Pointing records
######

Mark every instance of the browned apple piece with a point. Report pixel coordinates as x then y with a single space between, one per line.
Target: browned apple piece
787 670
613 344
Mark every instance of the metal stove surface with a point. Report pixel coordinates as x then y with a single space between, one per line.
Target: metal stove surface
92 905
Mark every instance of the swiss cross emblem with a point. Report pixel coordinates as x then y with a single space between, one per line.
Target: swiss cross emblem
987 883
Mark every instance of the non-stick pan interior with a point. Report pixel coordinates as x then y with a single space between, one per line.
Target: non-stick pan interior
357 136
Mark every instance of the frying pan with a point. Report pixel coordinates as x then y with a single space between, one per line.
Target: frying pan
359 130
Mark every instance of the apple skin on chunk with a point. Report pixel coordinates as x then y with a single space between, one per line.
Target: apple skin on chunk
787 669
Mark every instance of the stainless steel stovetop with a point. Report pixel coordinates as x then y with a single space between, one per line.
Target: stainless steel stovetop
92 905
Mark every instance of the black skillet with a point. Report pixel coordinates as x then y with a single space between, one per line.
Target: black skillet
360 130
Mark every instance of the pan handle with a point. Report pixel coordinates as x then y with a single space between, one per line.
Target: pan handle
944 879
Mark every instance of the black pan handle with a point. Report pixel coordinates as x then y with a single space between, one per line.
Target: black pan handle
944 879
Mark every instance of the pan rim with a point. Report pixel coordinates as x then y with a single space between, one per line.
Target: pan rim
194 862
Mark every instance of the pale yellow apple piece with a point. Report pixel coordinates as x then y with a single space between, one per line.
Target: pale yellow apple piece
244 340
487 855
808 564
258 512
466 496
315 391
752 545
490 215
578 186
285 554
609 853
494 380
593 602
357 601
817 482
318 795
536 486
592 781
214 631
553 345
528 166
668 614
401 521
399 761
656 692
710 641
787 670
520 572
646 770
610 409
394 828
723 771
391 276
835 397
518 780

######

Rewrite the items above as a numbered list, from the line containing "Mark every instance of the pale" through the end of the items, and omit any blank lines.

> **WORKED SOLUTION**:
1. Mark every instance of the pale yellow apple piece with a point. Report pixel coordinates as x then y with a single space between, one per line.
2. Target: pale yellow apple piece
3. 244 340
4. 487 855
5. 808 564
6. 258 512
7. 466 496
8. 315 391
9. 752 545
10. 490 215
11. 578 186
12. 285 554
13. 609 853
14. 494 380
15. 593 602
16. 357 601
17. 817 482
18. 318 795
19. 536 486
20. 592 781
21. 214 631
22. 553 345
23. 528 166
24. 668 614
25. 401 521
26. 399 761
27. 656 692
28. 710 641
29. 787 670
30. 520 572
31. 646 770
32. 610 409
33. 394 828
34. 723 771
35. 391 276
36. 835 397
37. 518 780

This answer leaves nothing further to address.